Dataset entries
[Start of Attachment]
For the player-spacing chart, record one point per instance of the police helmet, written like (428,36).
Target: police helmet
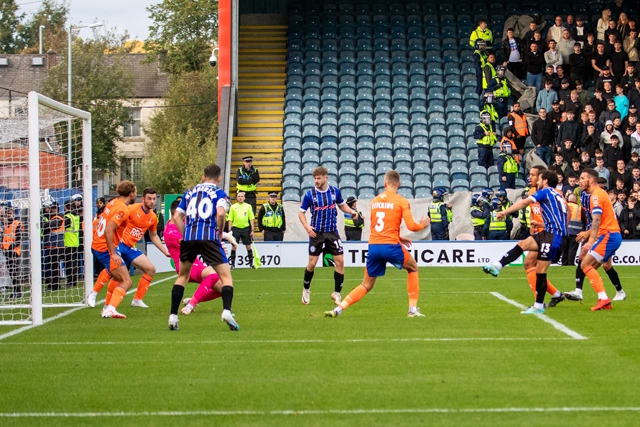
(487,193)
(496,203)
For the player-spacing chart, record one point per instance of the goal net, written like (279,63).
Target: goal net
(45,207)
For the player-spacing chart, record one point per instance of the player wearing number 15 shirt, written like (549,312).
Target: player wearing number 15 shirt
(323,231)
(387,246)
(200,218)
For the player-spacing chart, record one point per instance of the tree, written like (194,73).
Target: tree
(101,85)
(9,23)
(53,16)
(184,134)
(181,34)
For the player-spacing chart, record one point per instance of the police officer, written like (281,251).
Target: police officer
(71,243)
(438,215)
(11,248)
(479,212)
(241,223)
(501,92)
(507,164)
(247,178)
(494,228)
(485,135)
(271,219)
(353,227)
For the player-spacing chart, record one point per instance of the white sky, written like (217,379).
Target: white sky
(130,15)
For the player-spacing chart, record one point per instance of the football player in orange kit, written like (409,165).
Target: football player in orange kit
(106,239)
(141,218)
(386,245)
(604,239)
[End of Attachment]
WORK REQUEST>
Before printing anything, remove the pictures; then print all the records exactly.

THE ANSWER>
For the player-spacing chart, record one point per instance of the police helmet, written like (428,36).
Target: police helmet
(487,193)
(496,203)
For the player-spacing chart, record one point per instance of the goal net, written like (279,63).
Target: goal net
(45,207)
For the player-spacing chart, record one point per instance of the player wearing number 15 shirt, written like (549,312).
Target: player wearing number 15 shirt
(323,231)
(387,246)
(200,218)
For the player-spacing chart, record one point per instance of the tree, written like (194,73).
Target: tree
(101,85)
(9,23)
(53,16)
(184,134)
(181,34)
For the player-spacing chart, record one point per instance of the police officer, written like (281,251).
Target: police officer
(71,243)
(438,215)
(11,248)
(479,212)
(241,223)
(501,92)
(507,164)
(247,178)
(494,228)
(485,135)
(271,219)
(353,227)
For the player-spacing chart, record one point per instance of the white sky, written like (217,379).
Target: white sky
(130,15)
For the player-spacing chart, record one point per instance of the football player in orange kit, written like (409,165).
Target: football player in orange kit
(106,239)
(141,218)
(386,245)
(604,239)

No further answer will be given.